- **EXTRACT TO READ**:
I’m going to keep beating this drum, because it is the key piece of context to understanding this Medicaid eligibility verification mess, from the 10-day deadline policy that rushed the state into chaos to the potential consequences that state officials and insurance companies are doing their best to manage now: Many, perhaps most, of those losing coverage are in fact eligible for Medicaid.
Here is what Department of Human Services Director John Selig
told me on Friday, when he reached out to me to clarify information
about how the verification system works: "I think it’s reasonable to assume that a significant number [of those whose coverage was terminated] are probably still Medicaid eligible."
Some beneficiaries were flagged for income verification because the wage data from the most recent quarter suggested that their incomes have gone up, over the Medicaid eligibility line (of course even some of this group are in fact eligible since some may have incomes that fluctuate throughout the year). But others — parents with very low incomes — had changes in income up or
down that suggested that they were still eligible according to the very data that flagged them for letters in the first place. And still others — and this is likely the biggest group of all — showed no income at all according to the wage data. Of course, anyone who legitimately has no income is Medicaid eligible.

- **DATA FOR ANALYSIS**:
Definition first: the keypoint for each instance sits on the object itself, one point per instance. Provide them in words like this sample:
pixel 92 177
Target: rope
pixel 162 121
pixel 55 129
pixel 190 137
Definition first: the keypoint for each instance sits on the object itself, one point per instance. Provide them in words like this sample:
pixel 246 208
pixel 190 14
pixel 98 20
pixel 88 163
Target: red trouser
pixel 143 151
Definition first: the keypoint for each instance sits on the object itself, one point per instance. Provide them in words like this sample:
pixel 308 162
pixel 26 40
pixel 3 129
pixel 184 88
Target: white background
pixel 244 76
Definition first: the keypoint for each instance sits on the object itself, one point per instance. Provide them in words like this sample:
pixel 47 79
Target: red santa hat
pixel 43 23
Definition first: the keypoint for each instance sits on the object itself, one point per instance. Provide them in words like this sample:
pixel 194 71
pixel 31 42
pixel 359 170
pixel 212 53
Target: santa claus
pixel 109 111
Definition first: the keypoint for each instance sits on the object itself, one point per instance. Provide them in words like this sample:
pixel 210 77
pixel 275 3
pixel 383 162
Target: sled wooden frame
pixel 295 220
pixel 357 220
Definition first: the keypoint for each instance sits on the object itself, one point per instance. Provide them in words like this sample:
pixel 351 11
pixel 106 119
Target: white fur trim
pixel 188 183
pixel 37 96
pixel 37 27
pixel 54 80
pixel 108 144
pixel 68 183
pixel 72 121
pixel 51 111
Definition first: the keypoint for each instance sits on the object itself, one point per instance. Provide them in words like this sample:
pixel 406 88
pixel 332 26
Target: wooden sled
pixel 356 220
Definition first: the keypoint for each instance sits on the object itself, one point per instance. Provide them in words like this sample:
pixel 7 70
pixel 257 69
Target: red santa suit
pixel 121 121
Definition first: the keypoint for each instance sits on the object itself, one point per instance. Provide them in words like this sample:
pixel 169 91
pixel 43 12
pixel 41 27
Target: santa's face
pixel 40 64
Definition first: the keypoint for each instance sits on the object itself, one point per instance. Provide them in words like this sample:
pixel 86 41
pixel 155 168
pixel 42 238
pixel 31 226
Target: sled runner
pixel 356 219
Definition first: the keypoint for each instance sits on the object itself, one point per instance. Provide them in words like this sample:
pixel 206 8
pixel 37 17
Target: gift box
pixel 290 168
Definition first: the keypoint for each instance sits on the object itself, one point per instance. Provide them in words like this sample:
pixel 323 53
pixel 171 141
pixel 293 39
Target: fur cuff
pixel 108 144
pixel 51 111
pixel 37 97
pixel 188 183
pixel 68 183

- **CHECK YOUR UNDERSTANDING**:
1. Answer these questions from the extract on Medicaid eligibility verification:
(a) What position does John Selig hold?
(b) What deadline policy does the writer say rushed the state into chaos?
(c) What did the wage data show for the group the writer calls likely the biggest of all?
2. Write the next part of the extract on Medicaid eligibility verification, starting after its final sentence.

- **ANSWERS FOR EACH ITEM**:
1.
(a) He is Director of the Department of Human Services.
(b) The 10-day deadline policy.
(c) It showed no income at all.

2.
DHS is not capturing the actual recent wage data of these beneficiaries, so it is impossible to know for sure who's who and how many of those whose coverage was terminated have wage data that seems to suggest they're eligible. However, we know that 40 percent of private option beneficiaries previously were verified as zero-income. It stands to reason that this pool of cancellations is heavily made up of people who don't show any income on the wage data.
Selig declined to speculate on just how many but said of the terminations, "frankly a large number...a big chunk are zero [income according to wage services data]." He added, "A lot of these people are going to be people who were at zero before."
Now in some cases, folks with zero income via the wage data may in fact have income, via out-of-state wages or unreported cash income, etc. But again, DHS did due diligence previously and verified that big block of the program — around 40 percent — with no income. So presumably there is still
a large group of folks who legitimately have no income. And tens of thousands of them are now facing termination of their health coverage.
Regarding the DHS clarification, for the record, the agency's original statements about flagging all changes of 10 percent was not just a matter of miscommunication – I explicitly asked and re-asked detailed questions last week about this issue and was directly told that they were flagging all beneficiaries whose income went up or down by 10 percent. Mistakes happen; DHS is obviously swamped right now and they issued a correction in 48 hours.
What is troubling, however, is that until they responded to our reporting, DHS had never clearly explained that they were flagging beneficiaries because the wage data showed zero income. This isn’t just an “in the weeds” detail that we were pestering them about. This is a vital part of the story! It establishes that by design, the system was inevitably going to flag a large group of beneficiaries who were income eligible. Even the governor seemed unaware of this when he said last week that there was only "anecdotal evidence" that eligible beneficiaries were being terminated. That's just not so.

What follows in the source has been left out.